Task input:

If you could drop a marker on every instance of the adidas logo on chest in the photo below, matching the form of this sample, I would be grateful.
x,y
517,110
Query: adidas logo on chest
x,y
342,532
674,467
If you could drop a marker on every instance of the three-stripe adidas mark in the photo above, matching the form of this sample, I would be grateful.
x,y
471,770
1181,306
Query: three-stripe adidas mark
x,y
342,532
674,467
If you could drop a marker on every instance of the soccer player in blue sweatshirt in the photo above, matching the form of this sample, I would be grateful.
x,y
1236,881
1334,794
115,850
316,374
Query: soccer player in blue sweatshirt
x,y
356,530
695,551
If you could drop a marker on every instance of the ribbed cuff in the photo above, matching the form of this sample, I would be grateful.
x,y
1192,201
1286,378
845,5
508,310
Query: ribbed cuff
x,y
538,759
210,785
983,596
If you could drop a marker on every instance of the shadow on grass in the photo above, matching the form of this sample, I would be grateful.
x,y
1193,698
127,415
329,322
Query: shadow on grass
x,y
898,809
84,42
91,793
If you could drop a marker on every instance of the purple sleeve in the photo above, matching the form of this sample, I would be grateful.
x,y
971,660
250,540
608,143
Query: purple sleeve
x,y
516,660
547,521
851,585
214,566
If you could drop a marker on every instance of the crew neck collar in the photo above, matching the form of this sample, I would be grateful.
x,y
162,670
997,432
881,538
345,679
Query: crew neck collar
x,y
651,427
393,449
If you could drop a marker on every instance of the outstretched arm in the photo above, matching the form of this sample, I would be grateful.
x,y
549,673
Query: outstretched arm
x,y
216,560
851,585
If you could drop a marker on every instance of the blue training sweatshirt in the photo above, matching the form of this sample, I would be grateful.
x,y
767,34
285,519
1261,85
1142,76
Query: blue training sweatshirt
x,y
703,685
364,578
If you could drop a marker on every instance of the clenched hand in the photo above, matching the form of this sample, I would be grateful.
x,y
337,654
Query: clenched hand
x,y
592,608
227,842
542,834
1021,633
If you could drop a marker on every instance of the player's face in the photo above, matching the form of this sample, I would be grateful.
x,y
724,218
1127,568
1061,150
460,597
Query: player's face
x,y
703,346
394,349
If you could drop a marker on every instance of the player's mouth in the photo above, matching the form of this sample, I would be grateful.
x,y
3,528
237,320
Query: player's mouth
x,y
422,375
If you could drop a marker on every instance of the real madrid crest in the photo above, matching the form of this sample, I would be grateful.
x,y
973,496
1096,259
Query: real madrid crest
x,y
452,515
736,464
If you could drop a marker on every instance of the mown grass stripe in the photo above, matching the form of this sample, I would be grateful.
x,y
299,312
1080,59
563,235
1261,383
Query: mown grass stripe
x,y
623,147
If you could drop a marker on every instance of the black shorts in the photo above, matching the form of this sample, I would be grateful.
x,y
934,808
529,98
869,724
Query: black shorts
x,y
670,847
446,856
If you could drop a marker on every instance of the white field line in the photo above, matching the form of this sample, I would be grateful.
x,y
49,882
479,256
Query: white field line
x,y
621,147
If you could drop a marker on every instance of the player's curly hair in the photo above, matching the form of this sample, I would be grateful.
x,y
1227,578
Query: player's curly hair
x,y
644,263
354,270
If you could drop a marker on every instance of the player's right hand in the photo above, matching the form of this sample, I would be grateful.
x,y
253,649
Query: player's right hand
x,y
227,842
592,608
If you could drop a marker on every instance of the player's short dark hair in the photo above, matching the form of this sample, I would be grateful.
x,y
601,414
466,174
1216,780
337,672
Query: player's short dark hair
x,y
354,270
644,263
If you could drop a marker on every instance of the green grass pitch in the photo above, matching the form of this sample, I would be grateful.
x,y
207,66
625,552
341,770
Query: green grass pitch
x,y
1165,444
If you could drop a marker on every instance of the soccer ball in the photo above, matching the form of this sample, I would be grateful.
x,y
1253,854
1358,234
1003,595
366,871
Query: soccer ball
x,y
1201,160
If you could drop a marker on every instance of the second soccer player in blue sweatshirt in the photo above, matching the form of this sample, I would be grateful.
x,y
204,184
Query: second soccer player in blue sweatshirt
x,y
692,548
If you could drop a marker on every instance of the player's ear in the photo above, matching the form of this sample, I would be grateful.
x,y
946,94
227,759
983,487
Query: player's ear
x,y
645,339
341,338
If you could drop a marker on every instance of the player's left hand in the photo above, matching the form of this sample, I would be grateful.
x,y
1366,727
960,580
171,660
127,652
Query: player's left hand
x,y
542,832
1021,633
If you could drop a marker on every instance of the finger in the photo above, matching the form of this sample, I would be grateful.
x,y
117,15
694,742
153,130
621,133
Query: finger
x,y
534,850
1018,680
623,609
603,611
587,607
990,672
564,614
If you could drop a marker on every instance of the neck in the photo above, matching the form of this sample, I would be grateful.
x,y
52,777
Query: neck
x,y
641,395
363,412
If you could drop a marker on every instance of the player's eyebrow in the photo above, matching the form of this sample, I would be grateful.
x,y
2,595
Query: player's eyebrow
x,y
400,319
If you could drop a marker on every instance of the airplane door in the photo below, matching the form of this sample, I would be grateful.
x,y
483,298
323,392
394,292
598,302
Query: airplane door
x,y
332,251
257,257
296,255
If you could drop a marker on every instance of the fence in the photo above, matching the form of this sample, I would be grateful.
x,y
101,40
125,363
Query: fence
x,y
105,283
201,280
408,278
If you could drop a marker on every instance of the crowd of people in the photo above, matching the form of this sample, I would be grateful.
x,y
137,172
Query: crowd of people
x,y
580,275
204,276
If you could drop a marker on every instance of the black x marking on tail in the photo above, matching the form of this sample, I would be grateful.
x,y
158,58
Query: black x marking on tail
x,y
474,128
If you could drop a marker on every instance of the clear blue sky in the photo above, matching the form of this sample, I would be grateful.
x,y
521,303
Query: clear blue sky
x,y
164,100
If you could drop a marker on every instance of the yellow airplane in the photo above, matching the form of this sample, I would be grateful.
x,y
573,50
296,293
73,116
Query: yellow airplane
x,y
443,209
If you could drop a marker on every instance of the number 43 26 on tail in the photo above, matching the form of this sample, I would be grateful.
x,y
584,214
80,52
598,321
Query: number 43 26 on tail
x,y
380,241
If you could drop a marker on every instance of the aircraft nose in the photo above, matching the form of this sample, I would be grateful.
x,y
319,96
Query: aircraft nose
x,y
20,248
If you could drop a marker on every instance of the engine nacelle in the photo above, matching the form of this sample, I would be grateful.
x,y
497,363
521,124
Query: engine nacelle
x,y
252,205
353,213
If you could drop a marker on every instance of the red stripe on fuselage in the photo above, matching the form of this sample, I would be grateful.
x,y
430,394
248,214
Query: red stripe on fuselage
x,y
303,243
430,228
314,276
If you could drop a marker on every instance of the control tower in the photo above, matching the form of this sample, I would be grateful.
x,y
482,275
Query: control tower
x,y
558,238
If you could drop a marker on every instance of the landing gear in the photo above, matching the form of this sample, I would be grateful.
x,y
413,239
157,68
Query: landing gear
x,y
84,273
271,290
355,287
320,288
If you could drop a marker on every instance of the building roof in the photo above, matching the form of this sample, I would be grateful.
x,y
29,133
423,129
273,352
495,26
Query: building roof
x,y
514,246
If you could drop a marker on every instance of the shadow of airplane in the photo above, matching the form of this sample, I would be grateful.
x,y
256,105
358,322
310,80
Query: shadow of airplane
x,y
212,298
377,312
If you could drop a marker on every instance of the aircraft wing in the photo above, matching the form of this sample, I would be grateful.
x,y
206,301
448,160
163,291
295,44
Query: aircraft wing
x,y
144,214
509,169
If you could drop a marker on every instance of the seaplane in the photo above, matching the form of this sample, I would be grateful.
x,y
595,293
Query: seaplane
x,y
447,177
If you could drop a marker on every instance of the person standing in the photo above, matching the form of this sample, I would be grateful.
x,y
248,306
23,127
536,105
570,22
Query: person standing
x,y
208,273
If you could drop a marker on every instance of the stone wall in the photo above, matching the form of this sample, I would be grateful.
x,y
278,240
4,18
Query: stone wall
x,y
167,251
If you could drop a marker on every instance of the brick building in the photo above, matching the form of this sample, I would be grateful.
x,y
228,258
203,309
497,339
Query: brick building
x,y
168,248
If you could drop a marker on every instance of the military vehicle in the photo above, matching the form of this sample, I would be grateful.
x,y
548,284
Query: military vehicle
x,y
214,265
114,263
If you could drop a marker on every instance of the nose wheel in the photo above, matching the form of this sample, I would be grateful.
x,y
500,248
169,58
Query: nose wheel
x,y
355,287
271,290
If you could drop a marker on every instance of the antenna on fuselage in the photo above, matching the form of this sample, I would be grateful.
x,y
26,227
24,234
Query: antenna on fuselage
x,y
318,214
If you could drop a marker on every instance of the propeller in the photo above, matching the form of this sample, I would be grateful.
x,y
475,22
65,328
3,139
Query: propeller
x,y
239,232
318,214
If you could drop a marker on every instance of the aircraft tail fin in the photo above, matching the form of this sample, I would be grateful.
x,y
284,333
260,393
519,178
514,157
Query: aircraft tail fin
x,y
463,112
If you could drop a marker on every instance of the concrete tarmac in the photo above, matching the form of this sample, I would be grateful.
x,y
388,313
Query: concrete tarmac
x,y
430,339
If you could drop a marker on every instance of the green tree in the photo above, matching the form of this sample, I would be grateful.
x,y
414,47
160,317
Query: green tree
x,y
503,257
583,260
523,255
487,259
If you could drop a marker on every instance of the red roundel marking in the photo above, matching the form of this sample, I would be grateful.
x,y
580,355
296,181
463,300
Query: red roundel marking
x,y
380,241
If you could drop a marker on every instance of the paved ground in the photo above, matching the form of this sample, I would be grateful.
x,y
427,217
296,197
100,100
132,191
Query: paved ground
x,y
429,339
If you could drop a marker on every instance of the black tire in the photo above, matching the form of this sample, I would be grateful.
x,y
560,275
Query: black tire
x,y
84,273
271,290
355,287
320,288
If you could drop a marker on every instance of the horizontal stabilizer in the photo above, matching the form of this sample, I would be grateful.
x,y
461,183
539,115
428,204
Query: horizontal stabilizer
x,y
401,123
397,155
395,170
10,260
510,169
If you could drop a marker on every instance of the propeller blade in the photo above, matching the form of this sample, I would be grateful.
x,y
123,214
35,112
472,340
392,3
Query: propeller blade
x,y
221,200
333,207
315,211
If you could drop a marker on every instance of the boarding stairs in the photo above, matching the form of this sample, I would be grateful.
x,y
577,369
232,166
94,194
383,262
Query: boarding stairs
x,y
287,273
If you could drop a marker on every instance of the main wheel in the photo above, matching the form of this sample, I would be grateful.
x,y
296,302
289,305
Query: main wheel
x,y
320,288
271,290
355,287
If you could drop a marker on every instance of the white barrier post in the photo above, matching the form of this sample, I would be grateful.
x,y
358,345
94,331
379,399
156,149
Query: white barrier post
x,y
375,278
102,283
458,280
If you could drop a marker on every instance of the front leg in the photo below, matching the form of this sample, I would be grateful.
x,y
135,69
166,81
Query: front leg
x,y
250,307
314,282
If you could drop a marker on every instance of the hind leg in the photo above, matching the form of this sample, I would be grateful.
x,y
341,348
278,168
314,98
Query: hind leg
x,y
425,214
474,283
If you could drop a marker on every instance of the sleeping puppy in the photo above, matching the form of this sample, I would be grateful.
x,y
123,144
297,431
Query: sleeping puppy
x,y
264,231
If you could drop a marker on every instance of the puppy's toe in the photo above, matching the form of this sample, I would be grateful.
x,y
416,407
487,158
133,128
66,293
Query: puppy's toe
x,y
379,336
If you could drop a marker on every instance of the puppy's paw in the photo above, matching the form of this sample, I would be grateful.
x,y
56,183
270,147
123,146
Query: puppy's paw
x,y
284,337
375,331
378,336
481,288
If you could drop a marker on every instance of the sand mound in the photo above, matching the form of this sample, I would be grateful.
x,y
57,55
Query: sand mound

What you are asked to do:
Everything from the line containing "the puppy's toe" to the end of the data above should be quoted exactly, please, both ends included, and nothing outside that span.

Written response:
If you could drop a marker on every instance of the puppy's toe in the photo above, matching the form of this sample, I would be grateful.
x,y
416,407
487,158
133,128
66,293
Query: puppy's toe
x,y
379,336
If you could drop a marker on every instance of the puppy's paw in the photo above, matching the form of this sample, I would be grateful.
x,y
56,183
270,147
123,146
Query: puppy's paw
x,y
284,337
375,331
378,336
481,288
If you could drop a marker on every instance of the sand mound in the photo above, matching the form of this sample, I would be grateful.
x,y
57,55
Query: sand mound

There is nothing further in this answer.